#### Aim:
Copy every item below word for word, keeping each line and its coordinates, but omit the pictures.

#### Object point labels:
------------------------------------------------

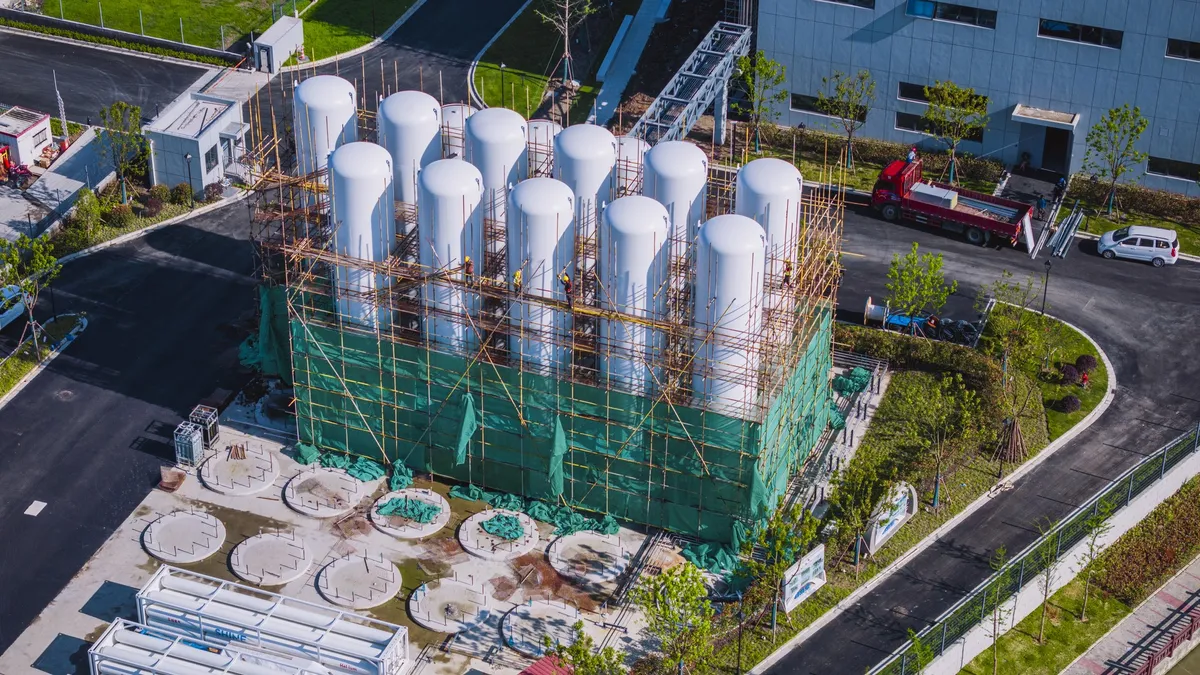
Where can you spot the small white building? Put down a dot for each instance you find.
(196, 139)
(277, 45)
(25, 132)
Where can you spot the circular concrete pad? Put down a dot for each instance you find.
(447, 605)
(271, 559)
(359, 580)
(229, 472)
(323, 493)
(479, 543)
(525, 626)
(592, 560)
(184, 536)
(403, 527)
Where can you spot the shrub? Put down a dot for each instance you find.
(1069, 375)
(1069, 404)
(181, 195)
(161, 192)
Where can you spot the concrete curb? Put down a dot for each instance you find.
(936, 535)
(477, 99)
(144, 231)
(358, 51)
(109, 48)
(63, 345)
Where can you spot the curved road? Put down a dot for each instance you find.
(1145, 320)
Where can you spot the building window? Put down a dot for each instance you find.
(1173, 168)
(909, 121)
(1183, 49)
(1077, 33)
(952, 12)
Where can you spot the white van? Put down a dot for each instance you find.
(1155, 245)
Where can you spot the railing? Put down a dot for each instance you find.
(955, 622)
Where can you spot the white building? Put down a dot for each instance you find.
(196, 139)
(25, 133)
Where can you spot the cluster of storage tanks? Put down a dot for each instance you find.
(643, 208)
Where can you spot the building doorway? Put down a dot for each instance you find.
(1056, 150)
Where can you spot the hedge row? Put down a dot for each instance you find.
(1158, 203)
(1146, 556)
(882, 151)
(113, 42)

------------------------------------------------

#### Solution for this task:
Where can you spot the small white building? Put down a dot for each instance you find.
(196, 139)
(277, 45)
(25, 132)
Where can you spot the circular concrete pad? Put down a dot for each instance you find.
(447, 605)
(271, 559)
(359, 580)
(229, 472)
(323, 493)
(479, 543)
(525, 626)
(592, 560)
(184, 536)
(403, 527)
Where can you spot the shrub? Put down a dot for each instance you find.
(1069, 375)
(1069, 404)
(181, 195)
(161, 192)
Where can you spot the concrete curb? Put down a dot for each instance you find.
(936, 535)
(477, 99)
(144, 231)
(358, 51)
(109, 48)
(63, 345)
Where can you spot the curved road? Put down a dot for each instance you find.
(1145, 320)
Where can you spot the building window? Put down a dot for each instance you find.
(1173, 168)
(909, 121)
(1183, 49)
(1077, 33)
(952, 12)
Where can you spot the white van? Put down a dot for each instance you find.
(1155, 245)
Where can you spot the railing? Put down a dot for each instance you find.
(955, 622)
Where can you spot the white building? Put down a dot for each instance you find.
(196, 139)
(25, 133)
Where can you spot the cluster of storage tanks? Put down a dot for each instance you find.
(643, 208)
Where can you spot the building doorway? Put down a dot for each instance you find.
(1056, 150)
Where can you spot the hedge row? Put down a dot for each instance you find.
(1158, 203)
(1146, 556)
(882, 151)
(113, 42)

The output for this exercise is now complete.